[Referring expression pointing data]
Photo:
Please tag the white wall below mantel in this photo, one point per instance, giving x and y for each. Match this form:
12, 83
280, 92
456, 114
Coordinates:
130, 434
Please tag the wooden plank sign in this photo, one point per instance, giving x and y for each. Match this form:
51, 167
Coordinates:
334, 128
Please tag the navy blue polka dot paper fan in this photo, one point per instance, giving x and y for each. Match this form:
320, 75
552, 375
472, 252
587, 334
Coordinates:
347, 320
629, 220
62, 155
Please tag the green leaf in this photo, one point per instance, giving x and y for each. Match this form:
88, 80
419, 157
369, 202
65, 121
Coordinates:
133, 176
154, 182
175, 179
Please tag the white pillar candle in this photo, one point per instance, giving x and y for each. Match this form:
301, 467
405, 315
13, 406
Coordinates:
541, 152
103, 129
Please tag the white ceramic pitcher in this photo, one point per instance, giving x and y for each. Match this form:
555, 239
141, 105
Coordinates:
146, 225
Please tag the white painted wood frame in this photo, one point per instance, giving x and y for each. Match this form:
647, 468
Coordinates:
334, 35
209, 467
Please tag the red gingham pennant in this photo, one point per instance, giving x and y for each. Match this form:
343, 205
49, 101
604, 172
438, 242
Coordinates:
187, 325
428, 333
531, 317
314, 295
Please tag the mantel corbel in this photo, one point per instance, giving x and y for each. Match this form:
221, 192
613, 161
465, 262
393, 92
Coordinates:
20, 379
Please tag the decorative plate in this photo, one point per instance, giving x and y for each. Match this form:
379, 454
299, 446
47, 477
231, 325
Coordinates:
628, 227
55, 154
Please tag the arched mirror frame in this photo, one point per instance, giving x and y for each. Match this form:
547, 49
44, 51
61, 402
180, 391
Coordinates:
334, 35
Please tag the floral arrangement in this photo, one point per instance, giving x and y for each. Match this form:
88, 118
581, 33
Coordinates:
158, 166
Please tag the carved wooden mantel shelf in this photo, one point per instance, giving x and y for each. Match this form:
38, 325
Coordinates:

Description of the task: Find the string "white" in the data. Report each line it appears in.

Your response:
Please tag the white wall below mantel in this photo, one point per instance, giving x and y for each. Match this form:
Please tag the white pillar candle in this photo, one point per instance, giving x and y for each. Match this form:
Please tag the white ceramic pitcher in this photo, one point per instance, giving x and y for each. Match this form:
Please tag the white painted wood frame in this photo, one point per instance, giving x and y for each. Match this form:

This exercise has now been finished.